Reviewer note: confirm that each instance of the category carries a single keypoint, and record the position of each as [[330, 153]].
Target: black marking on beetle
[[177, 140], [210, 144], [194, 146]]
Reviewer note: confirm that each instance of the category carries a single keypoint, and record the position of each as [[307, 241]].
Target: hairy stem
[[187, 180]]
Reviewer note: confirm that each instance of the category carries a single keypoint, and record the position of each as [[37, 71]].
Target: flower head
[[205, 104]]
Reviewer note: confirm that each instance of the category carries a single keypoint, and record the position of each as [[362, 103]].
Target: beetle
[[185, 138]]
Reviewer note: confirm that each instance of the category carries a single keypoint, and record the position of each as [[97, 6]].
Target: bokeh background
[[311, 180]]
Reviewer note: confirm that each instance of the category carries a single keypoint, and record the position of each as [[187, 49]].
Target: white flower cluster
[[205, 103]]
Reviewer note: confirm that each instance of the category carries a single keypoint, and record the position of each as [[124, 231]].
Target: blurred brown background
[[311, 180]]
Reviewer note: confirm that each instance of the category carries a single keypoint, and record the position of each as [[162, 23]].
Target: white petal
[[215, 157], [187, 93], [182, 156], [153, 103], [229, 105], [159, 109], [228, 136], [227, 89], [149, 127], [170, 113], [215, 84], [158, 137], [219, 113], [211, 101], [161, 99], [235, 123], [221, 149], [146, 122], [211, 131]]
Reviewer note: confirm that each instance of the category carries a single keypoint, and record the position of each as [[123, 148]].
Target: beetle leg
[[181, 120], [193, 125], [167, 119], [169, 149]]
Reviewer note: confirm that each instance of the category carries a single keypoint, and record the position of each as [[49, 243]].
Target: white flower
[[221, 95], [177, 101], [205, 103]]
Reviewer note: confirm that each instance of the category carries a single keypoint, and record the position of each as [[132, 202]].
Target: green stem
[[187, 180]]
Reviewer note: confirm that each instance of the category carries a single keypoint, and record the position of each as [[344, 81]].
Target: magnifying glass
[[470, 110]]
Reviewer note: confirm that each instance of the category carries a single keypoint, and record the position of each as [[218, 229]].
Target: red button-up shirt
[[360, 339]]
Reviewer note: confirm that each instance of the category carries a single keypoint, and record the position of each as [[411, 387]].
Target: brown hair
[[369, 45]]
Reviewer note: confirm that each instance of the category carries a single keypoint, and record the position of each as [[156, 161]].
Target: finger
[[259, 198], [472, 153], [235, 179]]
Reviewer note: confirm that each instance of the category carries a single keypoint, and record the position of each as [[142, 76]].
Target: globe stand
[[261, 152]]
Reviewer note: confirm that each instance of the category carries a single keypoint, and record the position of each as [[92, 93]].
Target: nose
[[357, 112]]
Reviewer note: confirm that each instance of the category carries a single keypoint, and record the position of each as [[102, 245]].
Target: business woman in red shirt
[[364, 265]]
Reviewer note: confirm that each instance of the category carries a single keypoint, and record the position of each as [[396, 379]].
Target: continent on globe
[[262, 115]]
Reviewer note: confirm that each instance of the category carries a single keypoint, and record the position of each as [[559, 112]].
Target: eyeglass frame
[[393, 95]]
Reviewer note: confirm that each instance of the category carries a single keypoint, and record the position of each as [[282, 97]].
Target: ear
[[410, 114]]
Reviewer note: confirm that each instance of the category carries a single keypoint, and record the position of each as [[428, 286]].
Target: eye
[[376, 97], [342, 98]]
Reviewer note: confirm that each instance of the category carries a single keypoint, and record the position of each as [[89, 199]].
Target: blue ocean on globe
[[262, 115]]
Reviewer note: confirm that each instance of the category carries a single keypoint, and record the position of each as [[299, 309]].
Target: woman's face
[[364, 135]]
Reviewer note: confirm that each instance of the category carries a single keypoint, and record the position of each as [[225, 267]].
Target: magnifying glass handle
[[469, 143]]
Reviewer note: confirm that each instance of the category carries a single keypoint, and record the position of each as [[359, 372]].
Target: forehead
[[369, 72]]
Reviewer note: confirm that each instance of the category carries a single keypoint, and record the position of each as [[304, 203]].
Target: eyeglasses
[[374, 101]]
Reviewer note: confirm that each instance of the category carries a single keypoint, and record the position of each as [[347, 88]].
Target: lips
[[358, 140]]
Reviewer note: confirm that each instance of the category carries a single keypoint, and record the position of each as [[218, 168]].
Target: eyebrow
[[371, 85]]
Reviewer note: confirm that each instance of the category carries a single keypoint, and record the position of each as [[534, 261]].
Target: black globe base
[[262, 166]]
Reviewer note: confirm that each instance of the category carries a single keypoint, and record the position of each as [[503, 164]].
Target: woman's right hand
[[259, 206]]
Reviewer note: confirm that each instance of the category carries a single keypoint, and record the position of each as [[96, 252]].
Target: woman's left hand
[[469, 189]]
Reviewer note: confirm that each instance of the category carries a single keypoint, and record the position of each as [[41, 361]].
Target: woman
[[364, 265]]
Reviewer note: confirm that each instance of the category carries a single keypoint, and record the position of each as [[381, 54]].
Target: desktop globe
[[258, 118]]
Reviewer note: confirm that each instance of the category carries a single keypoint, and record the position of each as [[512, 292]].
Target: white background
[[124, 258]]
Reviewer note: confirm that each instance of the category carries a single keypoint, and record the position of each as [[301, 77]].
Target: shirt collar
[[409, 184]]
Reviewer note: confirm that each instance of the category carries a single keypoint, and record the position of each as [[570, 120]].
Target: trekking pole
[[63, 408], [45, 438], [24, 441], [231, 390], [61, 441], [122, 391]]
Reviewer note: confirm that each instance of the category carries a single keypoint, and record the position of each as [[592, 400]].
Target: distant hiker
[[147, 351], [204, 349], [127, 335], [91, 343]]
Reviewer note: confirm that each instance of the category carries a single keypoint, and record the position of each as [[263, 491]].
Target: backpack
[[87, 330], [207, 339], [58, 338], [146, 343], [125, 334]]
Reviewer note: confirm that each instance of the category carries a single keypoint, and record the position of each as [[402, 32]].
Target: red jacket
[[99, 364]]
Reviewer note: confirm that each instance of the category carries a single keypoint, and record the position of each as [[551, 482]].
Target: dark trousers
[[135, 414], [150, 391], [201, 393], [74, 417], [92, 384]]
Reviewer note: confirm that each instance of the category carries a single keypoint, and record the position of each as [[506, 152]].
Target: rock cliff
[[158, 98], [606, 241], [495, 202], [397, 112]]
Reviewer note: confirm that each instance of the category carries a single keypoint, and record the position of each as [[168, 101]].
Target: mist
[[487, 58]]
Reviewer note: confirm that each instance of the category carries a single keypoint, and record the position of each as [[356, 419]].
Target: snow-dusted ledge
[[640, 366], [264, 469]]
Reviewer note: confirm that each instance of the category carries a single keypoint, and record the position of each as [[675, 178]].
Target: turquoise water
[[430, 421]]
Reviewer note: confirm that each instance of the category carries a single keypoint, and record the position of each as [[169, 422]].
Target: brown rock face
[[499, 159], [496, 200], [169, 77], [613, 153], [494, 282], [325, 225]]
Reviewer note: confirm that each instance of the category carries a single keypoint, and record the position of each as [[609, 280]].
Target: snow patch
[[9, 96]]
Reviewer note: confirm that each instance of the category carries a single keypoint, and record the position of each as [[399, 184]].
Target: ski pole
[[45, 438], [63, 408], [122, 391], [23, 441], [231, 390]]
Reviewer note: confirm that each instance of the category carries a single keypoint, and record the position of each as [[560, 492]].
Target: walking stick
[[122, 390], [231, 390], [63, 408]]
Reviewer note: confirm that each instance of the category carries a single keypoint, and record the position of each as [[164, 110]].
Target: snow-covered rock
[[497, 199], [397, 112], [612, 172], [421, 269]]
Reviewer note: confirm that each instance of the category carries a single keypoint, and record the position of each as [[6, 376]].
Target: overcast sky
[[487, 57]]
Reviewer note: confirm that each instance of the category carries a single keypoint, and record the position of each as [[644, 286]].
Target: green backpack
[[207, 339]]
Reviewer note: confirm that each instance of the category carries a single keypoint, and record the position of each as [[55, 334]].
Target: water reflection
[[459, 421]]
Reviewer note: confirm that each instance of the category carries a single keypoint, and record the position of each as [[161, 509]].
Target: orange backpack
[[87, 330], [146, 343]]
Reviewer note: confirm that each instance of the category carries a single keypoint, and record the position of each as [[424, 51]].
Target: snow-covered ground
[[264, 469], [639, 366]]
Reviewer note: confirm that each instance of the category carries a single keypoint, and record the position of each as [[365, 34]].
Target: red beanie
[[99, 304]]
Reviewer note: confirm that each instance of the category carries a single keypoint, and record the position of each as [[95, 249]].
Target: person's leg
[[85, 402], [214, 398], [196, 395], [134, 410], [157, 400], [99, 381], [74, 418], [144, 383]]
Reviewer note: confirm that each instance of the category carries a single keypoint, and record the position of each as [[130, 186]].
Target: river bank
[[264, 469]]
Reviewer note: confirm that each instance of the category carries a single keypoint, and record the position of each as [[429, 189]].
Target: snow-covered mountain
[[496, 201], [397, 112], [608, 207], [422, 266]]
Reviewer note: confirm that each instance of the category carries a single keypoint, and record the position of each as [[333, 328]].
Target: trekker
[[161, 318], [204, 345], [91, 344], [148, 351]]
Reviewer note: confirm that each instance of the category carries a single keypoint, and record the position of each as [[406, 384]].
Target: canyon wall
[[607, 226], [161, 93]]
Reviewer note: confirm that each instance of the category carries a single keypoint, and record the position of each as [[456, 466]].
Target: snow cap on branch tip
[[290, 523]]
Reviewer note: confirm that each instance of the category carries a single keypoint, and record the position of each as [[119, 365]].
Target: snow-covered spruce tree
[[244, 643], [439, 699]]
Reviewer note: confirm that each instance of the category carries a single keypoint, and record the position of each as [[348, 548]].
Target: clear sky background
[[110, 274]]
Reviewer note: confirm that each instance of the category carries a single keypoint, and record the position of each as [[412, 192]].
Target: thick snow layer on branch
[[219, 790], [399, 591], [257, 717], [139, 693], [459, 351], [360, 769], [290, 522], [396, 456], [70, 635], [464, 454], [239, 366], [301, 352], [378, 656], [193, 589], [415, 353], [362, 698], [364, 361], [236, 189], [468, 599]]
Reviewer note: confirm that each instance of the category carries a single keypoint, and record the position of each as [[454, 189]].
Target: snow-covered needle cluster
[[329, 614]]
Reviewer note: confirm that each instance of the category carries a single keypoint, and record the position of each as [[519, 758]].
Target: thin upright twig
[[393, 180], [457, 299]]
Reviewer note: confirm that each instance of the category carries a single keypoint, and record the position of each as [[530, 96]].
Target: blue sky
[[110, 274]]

▶ _Directive_
The lines to quote run from the one containing "as [[406, 384]]." through the final line of the material above; please give them exactly, both ends included, and nothing else.

▶ _Output below_
Reviewer note: confirm that each instance of the category carries a single keypoint, and record the position of each as [[406, 384]].
Target: canyon wall
[[607, 226], [161, 93]]
Reviewer note: confirm that each instance of the category carries a single keypoint, and record the position of each as [[456, 466]].
Target: snow cap on branch tip
[[290, 523]]
Reviewer note: confirm that each instance of the category carries a single keypoint, and record the position of each as [[119, 365]].
Target: snow-covered spruce tree
[[244, 643], [439, 699]]
Reviewer note: confirm that each instance of the category carries a single keypoint, and record the position of each as [[348, 548]].
Target: clear sky background
[[110, 274]]
Reviewer note: confirm that each instance of the category carries a single keypoint, and record the position of each as [[412, 192]].
Target: thick snow layer on branch
[[219, 790], [399, 591], [257, 717], [139, 693], [459, 351], [360, 769], [290, 522], [396, 456], [70, 635], [464, 454], [239, 366], [301, 352], [378, 656], [193, 589], [415, 353], [362, 698], [364, 361], [236, 189], [468, 599]]
Reviewer note: confirm that each instance of the category carries a single keypoint, and record the position of each as [[454, 189]].
Target: snow-covered needle cluster
[[329, 614]]
Reviewer note: confirm that each instance of the category carries a single keypoint, and record the position of each as [[519, 758]].
Target: thin upright twig
[[393, 180], [457, 299]]
Reviewer note: confirm that each instance of the category carries a single keypoint, and record the position of each as [[530, 96]].
Target: blue sky
[[110, 274]]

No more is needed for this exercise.